:: Textabschnitt ::
Jugendarbeit = Demokratiearbeit? – Ein Blick in die AWO-Jugendprojekte in Brandis

Interview mit Projektleiterin Patricia Hartmann. Sie leitet das Jugendbüro Spoc.

In entspannter Atmosphäre diskutieren drei Jugendliche im Spoc

In Brandis wird seit Jahren einiges auf die Beine gestellt, um Jugendlichen mehr Mitsprache und Beteiligung zu ermöglichen. Wir als Arbeiterwohlfahrt sind dabei federführende Partnerin der Stadt. Unser jüngstes Projekt ist das Jugendbüro »Spoc«. Wir haben mit Projektleiterin Patricia Hartmann ein kurzes Interview geführt.

Was  ist das »Spoc« genau?

Mit dem Jugendbüro »Spoc«, im Zentrum der Stadt Brandis, soll Jugend in den Blickpunkt gerückt werden. Es bietet für alle Interessierten aus Brandis und Umgebung einen Raum, in dem Projekte, Events, Ausstellungen und jugendpolitische sowie jugendkulturelle Angebote realisiert werden können. Das »Spoc« hat sich etabliert als ein Ort der Selbstorganisation und von jugendlicher Vernetzung und Einmischung.

Welche Rolle spielen Sie dabei?

Ich bin Jugendkoordinatorin für das Projekt »Jugend bewegt Brandis« und Netzwerkstelle für die Stadt. Zu meinen Hauptaufgaben gehört die Förderung von Jugendbeteiligung im Ort. Ich vernetze schulische und außerschulische Akteur*innen sowie Vertreter*innen der Stadt hinsichtlich eines regelmäßigen Austauschs zur Situation junger Menschen. Zudem unterstütze ich die Jugendlichen bei der Planung und Organisation ihrer Vorhaben. Daneben bin ich als Beraterin und Coach für die Kindereinrichtungen in Brandis zuständig.

Wie ist das Projekt entstanden?

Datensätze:
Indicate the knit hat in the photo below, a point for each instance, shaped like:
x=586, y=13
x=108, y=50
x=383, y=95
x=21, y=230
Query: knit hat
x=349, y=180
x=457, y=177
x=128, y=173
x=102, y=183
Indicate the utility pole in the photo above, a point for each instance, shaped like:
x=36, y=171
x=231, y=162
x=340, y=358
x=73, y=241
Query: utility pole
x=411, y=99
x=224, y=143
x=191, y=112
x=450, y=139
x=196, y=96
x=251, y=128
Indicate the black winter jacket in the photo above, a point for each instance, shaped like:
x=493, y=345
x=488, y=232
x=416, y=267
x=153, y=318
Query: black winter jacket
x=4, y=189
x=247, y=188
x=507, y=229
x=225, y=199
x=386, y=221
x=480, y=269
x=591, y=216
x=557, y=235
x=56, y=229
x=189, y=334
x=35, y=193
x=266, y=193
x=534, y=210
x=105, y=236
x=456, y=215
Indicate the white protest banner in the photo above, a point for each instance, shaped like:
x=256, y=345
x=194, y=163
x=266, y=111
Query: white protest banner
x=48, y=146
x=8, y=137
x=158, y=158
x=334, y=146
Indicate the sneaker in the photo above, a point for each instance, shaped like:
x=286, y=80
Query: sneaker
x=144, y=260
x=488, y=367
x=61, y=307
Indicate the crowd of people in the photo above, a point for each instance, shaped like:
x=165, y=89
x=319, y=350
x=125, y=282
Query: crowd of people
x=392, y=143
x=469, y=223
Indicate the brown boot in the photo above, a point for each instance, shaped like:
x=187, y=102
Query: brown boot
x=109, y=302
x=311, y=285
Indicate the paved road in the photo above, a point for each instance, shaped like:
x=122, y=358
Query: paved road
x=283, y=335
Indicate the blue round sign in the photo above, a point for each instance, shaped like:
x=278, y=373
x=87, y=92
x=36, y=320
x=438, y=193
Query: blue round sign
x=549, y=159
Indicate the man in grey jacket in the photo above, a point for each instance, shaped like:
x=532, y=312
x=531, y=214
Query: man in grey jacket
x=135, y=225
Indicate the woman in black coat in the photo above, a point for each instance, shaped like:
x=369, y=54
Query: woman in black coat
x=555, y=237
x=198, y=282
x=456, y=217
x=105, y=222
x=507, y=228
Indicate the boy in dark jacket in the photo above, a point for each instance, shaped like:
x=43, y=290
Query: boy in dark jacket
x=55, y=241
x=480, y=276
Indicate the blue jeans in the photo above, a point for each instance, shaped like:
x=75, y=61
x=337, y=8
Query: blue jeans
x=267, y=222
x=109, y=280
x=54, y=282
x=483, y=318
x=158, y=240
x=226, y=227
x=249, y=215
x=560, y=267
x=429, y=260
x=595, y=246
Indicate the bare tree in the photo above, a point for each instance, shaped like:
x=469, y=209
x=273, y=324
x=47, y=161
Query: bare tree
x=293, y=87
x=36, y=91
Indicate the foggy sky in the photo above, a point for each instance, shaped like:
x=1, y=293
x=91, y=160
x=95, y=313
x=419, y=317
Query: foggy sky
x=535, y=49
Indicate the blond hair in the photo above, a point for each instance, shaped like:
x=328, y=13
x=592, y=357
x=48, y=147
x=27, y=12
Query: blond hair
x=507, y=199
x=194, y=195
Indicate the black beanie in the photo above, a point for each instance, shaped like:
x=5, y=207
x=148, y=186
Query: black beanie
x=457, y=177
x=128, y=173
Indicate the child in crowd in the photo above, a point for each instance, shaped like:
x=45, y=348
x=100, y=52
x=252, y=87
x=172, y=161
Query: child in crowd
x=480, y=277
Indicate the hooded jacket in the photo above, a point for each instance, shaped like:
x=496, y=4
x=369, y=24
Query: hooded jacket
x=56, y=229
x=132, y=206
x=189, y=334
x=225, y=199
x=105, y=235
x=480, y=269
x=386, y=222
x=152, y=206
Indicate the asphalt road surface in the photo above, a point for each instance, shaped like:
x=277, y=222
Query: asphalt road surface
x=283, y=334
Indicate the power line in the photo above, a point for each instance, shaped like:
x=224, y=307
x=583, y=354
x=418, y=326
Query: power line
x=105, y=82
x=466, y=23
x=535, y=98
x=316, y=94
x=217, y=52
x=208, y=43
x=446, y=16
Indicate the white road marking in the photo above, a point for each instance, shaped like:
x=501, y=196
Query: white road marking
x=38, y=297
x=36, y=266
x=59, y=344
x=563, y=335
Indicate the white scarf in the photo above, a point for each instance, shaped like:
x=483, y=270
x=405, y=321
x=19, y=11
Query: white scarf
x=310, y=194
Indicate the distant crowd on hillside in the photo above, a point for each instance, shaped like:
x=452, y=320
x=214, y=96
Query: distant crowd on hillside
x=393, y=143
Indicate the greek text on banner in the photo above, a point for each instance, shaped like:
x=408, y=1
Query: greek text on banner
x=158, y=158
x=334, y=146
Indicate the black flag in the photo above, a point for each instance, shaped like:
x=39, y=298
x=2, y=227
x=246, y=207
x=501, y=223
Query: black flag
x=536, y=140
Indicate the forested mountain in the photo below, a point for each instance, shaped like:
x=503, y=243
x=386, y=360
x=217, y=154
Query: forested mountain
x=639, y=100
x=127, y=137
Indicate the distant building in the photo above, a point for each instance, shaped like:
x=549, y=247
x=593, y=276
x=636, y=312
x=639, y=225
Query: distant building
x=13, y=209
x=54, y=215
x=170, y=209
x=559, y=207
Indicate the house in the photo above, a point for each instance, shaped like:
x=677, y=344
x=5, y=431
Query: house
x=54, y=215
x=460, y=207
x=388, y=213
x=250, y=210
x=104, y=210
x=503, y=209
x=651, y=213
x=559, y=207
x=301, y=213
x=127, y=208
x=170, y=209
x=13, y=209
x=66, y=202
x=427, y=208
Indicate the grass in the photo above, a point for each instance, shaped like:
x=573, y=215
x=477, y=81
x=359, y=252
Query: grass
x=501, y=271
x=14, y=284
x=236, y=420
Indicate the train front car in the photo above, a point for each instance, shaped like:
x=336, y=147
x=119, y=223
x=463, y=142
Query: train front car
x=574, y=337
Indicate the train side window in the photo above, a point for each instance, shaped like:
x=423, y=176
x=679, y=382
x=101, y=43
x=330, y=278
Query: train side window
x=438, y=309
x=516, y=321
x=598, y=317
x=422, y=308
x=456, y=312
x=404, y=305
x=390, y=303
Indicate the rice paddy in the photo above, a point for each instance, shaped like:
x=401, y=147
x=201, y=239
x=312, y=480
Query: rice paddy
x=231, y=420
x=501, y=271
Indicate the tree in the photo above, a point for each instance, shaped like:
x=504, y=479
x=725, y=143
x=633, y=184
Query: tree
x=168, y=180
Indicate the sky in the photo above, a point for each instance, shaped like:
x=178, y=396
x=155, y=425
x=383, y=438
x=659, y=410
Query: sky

:: Zu bearbeitende Aufgaben ::
**1)** Wo liegt laut dem Text über das Jugendbüro »Spoc« dieses Büro?
**2)** Wiederhole aus dem Text über das Jugendbüro »Spoc« wortgetreu die Passage zwischen „Was  ist das“ und „Vernetzung und Einmischung.“, beide eingeschlossen.
**3)** Setze den Text über das Jugendbüro »Spoc« im Anschluss an seinen letzten Satz fort.

:: Antworten je Aufgabe ::
**1)** Im Zentrum der Stadt Brandis.

**2)**
Was  ist das »Spoc« genau?

Mit dem Jugendbüro »Spoc«, im Zentrum der Stadt Brandis, soll Jugend in den Blickpunkt gerückt werden. Es bietet für alle Interessierten aus Brandis und Umgebung einen Raum, in dem Projekte, Events, Ausstellungen und jugendpolitische sowie jugendkulturelle Angebote realisiert werden können. Das »Spoc« hat sich etabliert als ein Ort der Selbstorganisation und von jugendlicher Vernetzung und Einmischung.

**3)**
Die Stadt Brandis setzt auf eine aktive Kinder­ und Jugendarbeit. Sie möchte jungen Menschen Räume und Möglichkeiten der Mitbestimmung bieten und hatte mit dem Projekt »Jugend bewegt Kommune« in den Jahren 2014 und 2015 einen Anfang für mehr Beteiligung gemacht. Dieses Projekt wurde durch die Förderung der Aktion Mensch und der Stadt Brandis verstetigt. Seit 2016 gibt es einen festen Ansprechpartner für Kids und seit 2017 bin ich dabei. Wir haben in dieser Zeit aktiv jugendgerechte Formate angeboten, uns eingemischt, Veranstaltungen geplant und Jugendliche ermuntert, an Prozessen in ihrer Stadt teilzunehmen. 2019 entwickelten wir das Projekt weiter, was letztlich zur Eröffnung des Jugendbüros führte. »space of change«, kurz »Spoc«, soll tatsächlich ein Ort der Veränderung sein – mehr Mitsprache, mehr Austausch, mehr Aktionen. Bis Ende 2022 wird das »Spoc« gefördert durch die Deutsche Fernsehlotterie und die Stadt Brandis.

Spielt die Schulsozialarbeit und das Jugendhaus Mauerwerk bei der Jugendarbeit im »Spoc« eine Rolle?

Ja, gemeinsam mit den Fachkräften aus der Schulsozialarbeit und der offenen Kinder­ und Jugendarbeit werden Projekte organisiert. Für Events, Projekte und Workshops werden gern die großzügigen, jugendgemäßen Räumlichkeiten und das Freigelände vom Mauerwerk genutzt. Auch die Schulsozialarbeit ist teils bei der Umsetzung von Vorhaben involviert.  Darüber hinaus sind sie nah dran an Schule, Schüler*innen und Schülerrat und können als Netzwerker*innen agieren. Sie unterstützen uns bei der Suche nach neuen Mitgliedern.

Welche Auswirkung hat die Pandemie auf Ihre Arbeit?

Die »normalen« wöchentlichen Treffen mussten zeitweise eingestellt werden. Wir sind auf Online­Treffen ausgewichen, was gut funktioniert hat. In dieser Zeit haben die Jugendlichen neue digitale Formate entwickelt. Sie organisierten ein digitales Konzert mit Live­Stream auf Youtube mit Unterstützung des Landesfilmdienstes. Daneben organisierten sie einen Online­Argumentations-­Workshop gegen menschenverachtende Äußerungen sowie digitale Spielabende.

Klingt nicht, als hätte die Demokratiearbeit gelitten?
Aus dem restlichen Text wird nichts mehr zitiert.